Written exercise:
Please set out every line of the material below as a Markdown table with two columns, Row and Line, numbering the rows in order and leaving out blank lines.

Stored rows:
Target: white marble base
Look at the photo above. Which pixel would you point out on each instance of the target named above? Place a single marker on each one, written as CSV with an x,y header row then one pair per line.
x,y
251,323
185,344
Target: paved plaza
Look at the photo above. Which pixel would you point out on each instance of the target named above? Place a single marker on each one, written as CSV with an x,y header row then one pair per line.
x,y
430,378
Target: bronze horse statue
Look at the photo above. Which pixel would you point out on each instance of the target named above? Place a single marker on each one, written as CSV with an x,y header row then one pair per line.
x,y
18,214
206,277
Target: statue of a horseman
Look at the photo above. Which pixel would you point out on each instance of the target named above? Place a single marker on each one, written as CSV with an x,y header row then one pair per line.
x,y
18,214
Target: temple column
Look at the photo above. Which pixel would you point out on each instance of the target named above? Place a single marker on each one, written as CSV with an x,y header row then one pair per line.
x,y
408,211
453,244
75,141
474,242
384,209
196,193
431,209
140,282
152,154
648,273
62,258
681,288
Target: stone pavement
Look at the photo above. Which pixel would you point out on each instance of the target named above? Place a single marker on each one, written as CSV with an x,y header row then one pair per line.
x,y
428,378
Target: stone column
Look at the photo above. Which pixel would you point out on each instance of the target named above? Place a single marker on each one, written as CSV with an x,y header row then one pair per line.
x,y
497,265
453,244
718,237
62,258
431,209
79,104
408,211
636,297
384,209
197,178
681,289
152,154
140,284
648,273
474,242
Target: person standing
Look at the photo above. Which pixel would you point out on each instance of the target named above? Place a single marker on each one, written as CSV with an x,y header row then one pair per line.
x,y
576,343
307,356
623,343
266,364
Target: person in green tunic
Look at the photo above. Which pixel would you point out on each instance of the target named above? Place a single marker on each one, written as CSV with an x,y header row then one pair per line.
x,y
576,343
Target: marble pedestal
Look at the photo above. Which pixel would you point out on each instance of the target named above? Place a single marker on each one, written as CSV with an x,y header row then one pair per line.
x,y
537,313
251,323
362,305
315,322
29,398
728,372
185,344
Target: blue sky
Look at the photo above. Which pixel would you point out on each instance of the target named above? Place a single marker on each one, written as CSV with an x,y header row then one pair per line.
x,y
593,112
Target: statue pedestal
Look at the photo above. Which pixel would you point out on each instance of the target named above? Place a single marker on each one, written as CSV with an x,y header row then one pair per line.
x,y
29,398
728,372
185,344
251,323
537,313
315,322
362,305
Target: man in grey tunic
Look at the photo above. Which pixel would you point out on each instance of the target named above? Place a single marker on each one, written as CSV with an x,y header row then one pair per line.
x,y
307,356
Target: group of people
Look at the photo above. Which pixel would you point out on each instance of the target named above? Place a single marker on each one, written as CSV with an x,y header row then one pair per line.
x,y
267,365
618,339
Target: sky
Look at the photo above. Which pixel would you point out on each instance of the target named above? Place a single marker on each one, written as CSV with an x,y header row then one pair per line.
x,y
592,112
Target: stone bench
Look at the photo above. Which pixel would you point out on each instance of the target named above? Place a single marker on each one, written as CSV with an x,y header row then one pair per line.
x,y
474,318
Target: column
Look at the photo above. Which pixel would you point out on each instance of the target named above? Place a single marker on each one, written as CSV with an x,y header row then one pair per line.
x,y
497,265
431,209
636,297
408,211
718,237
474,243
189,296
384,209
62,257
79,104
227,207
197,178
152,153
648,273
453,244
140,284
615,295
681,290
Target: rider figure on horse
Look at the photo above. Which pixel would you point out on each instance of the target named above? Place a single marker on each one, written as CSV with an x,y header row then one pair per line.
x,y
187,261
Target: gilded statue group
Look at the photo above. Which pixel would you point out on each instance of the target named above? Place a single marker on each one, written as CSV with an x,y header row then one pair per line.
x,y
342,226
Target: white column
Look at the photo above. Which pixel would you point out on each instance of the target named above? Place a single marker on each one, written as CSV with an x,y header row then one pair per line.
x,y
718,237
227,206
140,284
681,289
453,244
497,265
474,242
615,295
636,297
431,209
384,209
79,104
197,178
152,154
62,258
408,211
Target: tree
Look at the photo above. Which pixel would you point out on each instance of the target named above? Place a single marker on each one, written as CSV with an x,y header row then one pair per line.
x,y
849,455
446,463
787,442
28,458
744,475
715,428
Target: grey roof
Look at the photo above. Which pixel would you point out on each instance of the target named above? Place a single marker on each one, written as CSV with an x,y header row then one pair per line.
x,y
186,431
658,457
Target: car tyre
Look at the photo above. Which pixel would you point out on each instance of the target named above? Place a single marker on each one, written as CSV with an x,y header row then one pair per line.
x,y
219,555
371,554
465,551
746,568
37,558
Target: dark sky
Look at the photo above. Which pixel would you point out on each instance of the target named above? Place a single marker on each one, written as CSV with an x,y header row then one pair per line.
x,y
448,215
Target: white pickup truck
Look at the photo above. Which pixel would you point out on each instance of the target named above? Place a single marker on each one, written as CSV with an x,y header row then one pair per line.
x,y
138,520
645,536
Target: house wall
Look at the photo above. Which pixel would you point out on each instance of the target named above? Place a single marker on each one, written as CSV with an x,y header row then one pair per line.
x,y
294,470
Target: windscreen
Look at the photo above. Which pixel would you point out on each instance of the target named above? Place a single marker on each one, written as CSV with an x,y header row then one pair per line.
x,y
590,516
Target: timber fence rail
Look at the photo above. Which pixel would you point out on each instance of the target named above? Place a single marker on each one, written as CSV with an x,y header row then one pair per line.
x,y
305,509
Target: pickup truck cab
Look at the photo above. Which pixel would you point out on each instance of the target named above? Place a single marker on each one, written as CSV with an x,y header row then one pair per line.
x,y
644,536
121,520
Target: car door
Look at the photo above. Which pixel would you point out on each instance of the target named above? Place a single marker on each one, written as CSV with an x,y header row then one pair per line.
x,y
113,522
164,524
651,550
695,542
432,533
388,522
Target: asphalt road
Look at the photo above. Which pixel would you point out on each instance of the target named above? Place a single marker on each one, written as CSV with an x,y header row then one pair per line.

Result for this exercise:
| Row | Line |
|---|---|
| 1 | Target: white marble base |
| 2 | Look at the photo above. Which pixel would you point out on each instance of the target named above? Place a single marker on each one, written as CSV with an x,y header row then one pair per line. |
| 3 | x,y |
| 4 | 251,323 |
| 5 | 185,344 |
| 6 | Target: paved plaza |
| 7 | Look at the photo above. Which pixel would you point out on each instance of the target named above? Place a single marker on each one, written as CSV with an x,y header row then one pair per line. |
| 8 | x,y |
| 9 | 430,378 |
| 10 | Target: bronze horse statue |
| 11 | Look at the photo above. Which pixel would you point out on each instance of the target named above? Place a single marker on each one, written as CSV with an x,y header row then one pair per line. |
| 12 | x,y |
| 13 | 18,214 |
| 14 | 206,277 |
| 15 | Target: statue of a horseman |
| 16 | Look at the photo above. Which pixel would you point out on each instance of the target named above? Place a single marker on each one, written as CSV with an x,y header row then one pair per line. |
| 17 | x,y |
| 18 | 18,214 |
| 19 | Target: temple column |
| 20 | Look at the photo above. Which pixel would you point out on each instance of the target named above? Place a single marker on each one, written as CSV with an x,y header row then one pair per line. |
| 21 | x,y |
| 22 | 408,211 |
| 23 | 453,244 |
| 24 | 75,141 |
| 25 | 474,242 |
| 26 | 384,209 |
| 27 | 196,193 |
| 28 | 431,209 |
| 29 | 140,282 |
| 30 | 152,154 |
| 31 | 648,273 |
| 32 | 62,258 |
| 33 | 681,288 |
| 34 | Target: stone pavement |
| 35 | Look at the photo above. Which pixel would you point out on each instance of the target named above? Place a single marker on each one, written as CSV with an x,y header row then one pair per line. |
| 36 | x,y |
| 37 | 428,378 |
| 38 | Target: stone column |
| 39 | Look at the photo above. Which pixel would you point out on each instance of the target named above? Place a single marker on each one, written as CSV with an x,y header row then one pair per line. |
| 40 | x,y |
| 41 | 497,265 |
| 42 | 453,244 |
| 43 | 718,237 |
| 44 | 62,258 |
| 45 | 431,209 |
| 46 | 79,104 |
| 47 | 408,211 |
| 48 | 636,297 |
| 49 | 384,209 |
| 50 | 197,178 |
| 51 | 681,289 |
| 52 | 152,154 |
| 53 | 140,284 |
| 54 | 648,273 |
| 55 | 474,242 |
| 56 | Target: person standing |
| 57 | Look at the photo above. Which pixel would you point out on each instance of the target named above? Place a single marker on each one, written as CSV with an x,y header row then one pair per line. |
| 58 | x,y |
| 59 | 576,343 |
| 60 | 307,356 |
| 61 | 623,343 |
| 62 | 266,364 |
| 63 | Target: person in green tunic |
| 64 | Look at the photo above. Which pixel would you point out on each instance of the target named above? Place a single marker on each one, written as CSV with an x,y header row then one pair per line. |
| 65 | x,y |
| 66 | 576,343 |
| 67 | Target: marble pedestal |
| 68 | Look at the photo above. Which pixel would you point out on each instance of the target named above? Place a single marker on each one, written as CSV with an x,y header row then one pair per line. |
| 69 | x,y |
| 70 | 537,313 |
| 71 | 251,323 |
| 72 | 362,305 |
| 73 | 315,322 |
| 74 | 29,398 |
| 75 | 728,372 |
| 76 | 185,344 |
| 77 | Target: blue sky |
| 78 | Look at the photo above. Which pixel would you point out on each instance of the target named above? Place a single marker on each one, written as CSV with an x,y header row then one pair per line. |
| 79 | x,y |
| 80 | 593,112 |
| 81 | Target: statue pedestal |
| 82 | Look at the photo above. Which pixel would you point out on each instance of the target named above? Place a single marker on each one, written as CSV with an x,y header row then one pair per line. |
| 83 | x,y |
| 84 | 29,398 |
| 85 | 728,372 |
| 86 | 185,344 |
| 87 | 251,323 |
| 88 | 537,313 |
| 89 | 315,322 |
| 90 | 362,305 |
| 91 | Target: man in grey tunic |
| 92 | Look at the photo above. Which pixel would you point out on each instance of the target named above? Place a single marker on each one, written as CSV with an x,y header row then one pair per line. |
| 93 | x,y |
| 94 | 307,356 |
| 95 | Target: group of people |
| 96 | Look at the photo above. Which pixel would you point out on each instance of the target named above? Place a single marker on each one, written as CSV with an x,y header row then one pair per line. |
| 97 | x,y |
| 98 | 267,365 |
| 99 | 618,339 |
| 100 | Target: sky |
| 101 | Look at the photo above. Which pixel would you point out on each instance of the target named above? Place a single marker on each one, written as CSV with an x,y header row then one pair per line. |
| 102 | x,y |
| 103 | 592,112 |
| 104 | Target: stone bench |
| 105 | Look at the photo above. Which pixel would you point out on each instance of the target named above? Place a single marker on each one, written as CSV with an x,y header row then one pair per line. |
| 106 | x,y |
| 107 | 474,318 |
| 108 | Target: column |
| 109 | Look at the photo above. Which pixel would you point out on each instance of the target named above? Place a single marker on each one, written as CSV with an x,y header row then one pair per line. |
| 110 | x,y |
| 111 | 497,265 |
| 112 | 431,209 |
| 113 | 636,297 |
| 114 | 408,211 |
| 115 | 718,237 |
| 116 | 474,243 |
| 117 | 189,296 |
| 118 | 384,209 |
| 119 | 62,257 |
| 120 | 79,104 |
| 121 | 227,207 |
| 122 | 197,178 |
| 123 | 152,153 |
| 124 | 648,273 |
| 125 | 453,244 |
| 126 | 140,284 |
| 127 | 615,295 |
| 128 | 681,290 |
| 129 | Target: rider figure on horse |
| 130 | Look at the photo above. Which pixel would you point out on each instance of the target named above? Place a single marker on each one, written as CSV with an x,y header row then one pair per line. |
| 131 | x,y |
| 132 | 187,261 |
| 133 | Target: gilded statue group |
| 134 | Look at the photo above. Which pixel would you point out on each instance of the target named above? Place a single marker on each one, written as CSV with an x,y header row then one pair per line. |
| 135 | x,y |
| 136 | 342,226 |
| 137 | Target: white column |
| 138 | Look at the photo above. Which pixel would you point out on each instance of the target named above? Place a single marker on each one, written as CSV with an x,y header row then one pair per line. |
| 139 | x,y |
| 140 | 718,237 |
| 141 | 227,206 |
| 142 | 140,284 |
| 143 | 681,289 |
| 144 | 453,244 |
| 145 | 497,265 |
| 146 | 474,242 |
| 147 | 615,295 |
| 148 | 636,297 |
| 149 | 431,209 |
| 150 | 384,209 |
| 151 | 79,104 |
| 152 | 197,178 |
| 153 | 152,154 |
| 154 | 62,258 |
| 155 | 408,211 |
| 156 | Target: tree |
| 157 | Look at the photo above. Which pixel would you point out on each instance of the target named above? Place a single marker on each one, written as CSV with an x,y header row then one pair per line. |
| 158 | x,y |
| 159 | 849,455 |
| 160 | 446,463 |
| 161 | 787,442 |
| 162 | 28,458 |
| 163 | 744,475 |
| 164 | 715,428 |
| 165 | Target: grey roof |
| 166 | Look at the photo above. Which pixel would you point out on each instance of the target named above? Place a single marker on each one, written as CSV with an x,y header row then one pair per line. |
| 167 | x,y |
| 168 | 186,431 |
| 169 | 658,457 |
| 170 | Target: car tyre |
| 171 | Look at the photo above. Which pixel would you point out on each instance of the target named above? Place a single marker on each one, written as CSV with an x,y header row then one pair per line. |
| 172 | x,y |
| 173 | 219,555 |
| 174 | 371,554 |
| 175 | 465,551 |
| 176 | 746,568 |
| 177 | 37,558 |
| 178 | Target: dark sky |
| 179 | Look at the photo above. Which pixel would you point out on each instance of the target named above? Place a single marker on each one, written as CSV with an x,y header row then one pair per line. |
| 180 | x,y |
| 181 | 448,215 |
| 182 | Target: white pickup truck |
| 183 | Look at the photo above. Which pixel would you point out on each instance of the target named above? Place a single marker on each one, written as CSV with an x,y header row then one pair per line. |
| 184 | x,y |
| 185 | 138,520 |
| 186 | 645,536 |
| 187 | Target: house wall |
| 188 | Look at the photo above. Which pixel would you point out on each instance of the target named above? Place a single marker on each one, written as CSV with an x,y header row then one pair per line. |
| 189 | x,y |
| 190 | 294,470 |
| 191 | Target: windscreen |
| 192 | Look at the photo above. Which pixel would you point out on each instance of the target named above? Place a single marker on each one, written as CSV with an x,y header row then one pair per line. |
| 193 | x,y |
| 194 | 590,516 |
| 195 | Target: timber fence rail |
| 196 | Look at the photo above. Which pixel would you point out on each instance of the target named above? Place a single marker on each one, written as CSV with an x,y header row then one pair per line. |
| 197 | x,y |
| 198 | 305,509 |
| 199 | Target: pickup truck cab |
| 200 | Look at the photo above. Which pixel would you point out on each instance of the target named above? Place a single marker on each one, written as CSV with an x,y header row then one pair per line. |
| 201 | x,y |
| 202 | 644,536 |
| 203 | 121,520 |
| 204 | Target: car door |
| 205 | Look at the photo above. Which pixel would you point out on each instance of the target named above? Place a single marker on each one, written as CSV with an x,y header row then one pair per line. |
| 206 | x,y |
| 207 | 113,522 |
| 208 | 164,524 |
| 209 | 651,550 |
| 210 | 695,542 |
| 211 | 432,533 |
| 212 | 388,522 |
| 213 | Target: asphalt road |
| 214 | Look at the photo above. Which pixel would you point out on each instance of the target named above? Place a single marker on each one, written as CSV with an x,y header row then one pair per line. |